● EXTRACT TO READ:
Suppose \varphi and \psi are two angles satisfying \tan(\varphi) = 2 \tan(\psi) > 0. We prove that under this condition \varphi and \psi cannot be both rational multiples of \pi. We use this number theoretic result to prove a classification of the computational complexity of spin systems on k-regular graphs with general (not necessarily symmetric) real valued edge weights. We establish explicit criteria, according to which the partition functions of all such systems are classified into three classes: (1) Polynomial time computable, (2) \#P-hard in general but polynomial time computable on planar graphs, and (3) \#P-hard on planar graphs. In particular problems in (2) are precisely those that can be transformed to a form solvable by the Fisher-Kasteleyn-Temperley algorithm by a holographic reduction.

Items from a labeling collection

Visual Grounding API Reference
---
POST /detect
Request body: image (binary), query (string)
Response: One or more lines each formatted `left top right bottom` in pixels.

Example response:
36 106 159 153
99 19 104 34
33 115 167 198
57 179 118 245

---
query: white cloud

● AIM:
Answer these questions about the passage on spin system complexity:
1. Under the condition placed on the two angles, what cannot both be true of them?
2. On which kind of graphs are the spin systems classified?
3. Which algorithm can solve the problems in class (2) once they have been transformed by a holographic reduction?

● SOLUTION TO THIS EXERCISE:
1. The two angles cannot both be rational multiples of π.
2. k-regular graphs with general (not necessarily symmetric) real-valued edge weights.
3. The Fisher-Kasteleyn-Temperley algorithm.